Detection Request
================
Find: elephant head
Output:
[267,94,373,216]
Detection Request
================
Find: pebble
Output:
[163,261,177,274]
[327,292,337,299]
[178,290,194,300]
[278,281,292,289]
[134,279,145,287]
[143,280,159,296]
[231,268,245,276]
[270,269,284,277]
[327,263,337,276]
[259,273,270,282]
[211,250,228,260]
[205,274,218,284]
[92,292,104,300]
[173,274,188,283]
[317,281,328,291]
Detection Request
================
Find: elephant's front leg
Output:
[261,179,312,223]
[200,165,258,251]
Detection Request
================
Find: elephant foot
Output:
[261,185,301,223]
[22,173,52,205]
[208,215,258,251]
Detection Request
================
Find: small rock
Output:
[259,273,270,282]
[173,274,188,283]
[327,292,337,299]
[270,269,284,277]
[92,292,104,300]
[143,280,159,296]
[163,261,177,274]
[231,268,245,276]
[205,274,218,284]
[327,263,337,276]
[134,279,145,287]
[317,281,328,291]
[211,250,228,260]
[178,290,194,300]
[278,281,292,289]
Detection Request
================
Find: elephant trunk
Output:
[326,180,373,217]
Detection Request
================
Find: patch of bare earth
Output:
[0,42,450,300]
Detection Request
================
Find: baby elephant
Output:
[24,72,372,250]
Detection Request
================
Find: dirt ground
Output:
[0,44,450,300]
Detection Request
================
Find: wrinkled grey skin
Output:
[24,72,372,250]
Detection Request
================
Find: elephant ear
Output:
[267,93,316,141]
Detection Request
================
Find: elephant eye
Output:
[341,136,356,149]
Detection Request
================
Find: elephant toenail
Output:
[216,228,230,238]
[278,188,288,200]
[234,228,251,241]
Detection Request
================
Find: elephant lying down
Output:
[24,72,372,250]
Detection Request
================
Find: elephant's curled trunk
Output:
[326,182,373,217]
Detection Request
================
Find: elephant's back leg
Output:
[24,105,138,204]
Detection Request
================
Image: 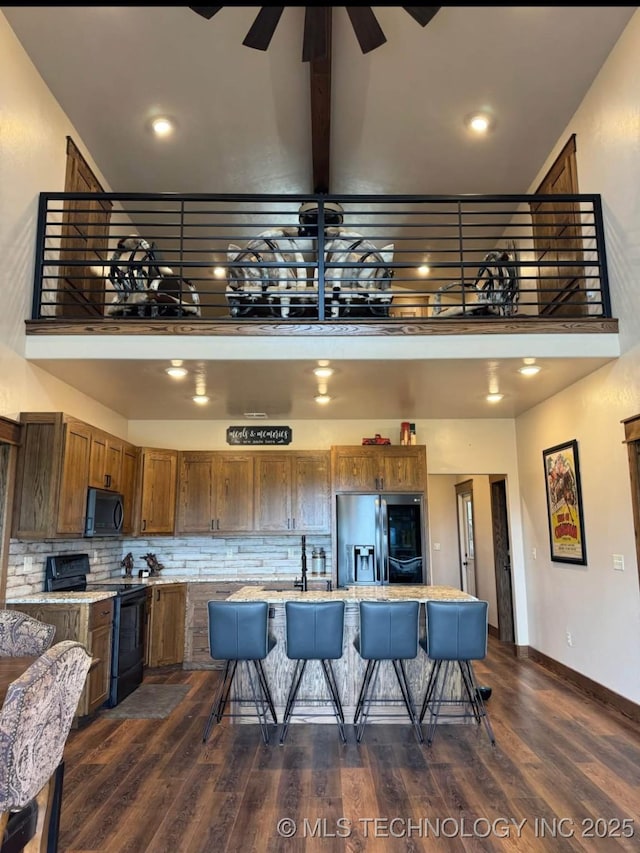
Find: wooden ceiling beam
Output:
[309,6,331,194]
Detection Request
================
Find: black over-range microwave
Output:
[84,489,124,536]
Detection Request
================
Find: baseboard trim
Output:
[525,646,640,723]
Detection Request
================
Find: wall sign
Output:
[227,426,293,444]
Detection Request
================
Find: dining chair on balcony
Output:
[420,599,496,745]
[202,601,278,744]
[0,640,91,851]
[353,601,423,743]
[0,610,56,657]
[280,601,347,744]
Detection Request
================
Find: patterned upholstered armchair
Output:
[0,610,56,657]
[0,640,91,850]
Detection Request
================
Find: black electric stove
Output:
[44,554,146,708]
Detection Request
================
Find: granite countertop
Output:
[7,589,116,604]
[227,584,474,604]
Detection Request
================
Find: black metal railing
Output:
[32,193,611,323]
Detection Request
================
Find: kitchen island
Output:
[227,584,474,724]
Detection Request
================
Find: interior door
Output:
[456,480,476,595]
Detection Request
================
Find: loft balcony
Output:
[26,193,618,336]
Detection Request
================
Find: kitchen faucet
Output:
[293,536,307,592]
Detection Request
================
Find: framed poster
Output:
[542,439,587,566]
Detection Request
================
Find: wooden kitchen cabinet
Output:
[86,599,113,714]
[11,412,138,539]
[120,443,140,534]
[183,581,243,669]
[7,597,113,718]
[331,445,427,492]
[89,430,124,492]
[12,412,92,539]
[177,451,254,533]
[254,451,331,533]
[140,447,178,534]
[145,583,186,667]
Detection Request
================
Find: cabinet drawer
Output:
[89,598,113,631]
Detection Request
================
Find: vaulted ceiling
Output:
[0,6,636,418]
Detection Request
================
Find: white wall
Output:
[0,13,640,702]
[427,474,461,589]
[0,14,127,438]
[516,12,640,702]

■ ■ ■ ■ ■

### EXERCISE GOAL
Count the lines in the material that contain the string "wooden", matching its case exactly. Reply with the number alone.

### PROBLEM SOLUTION
2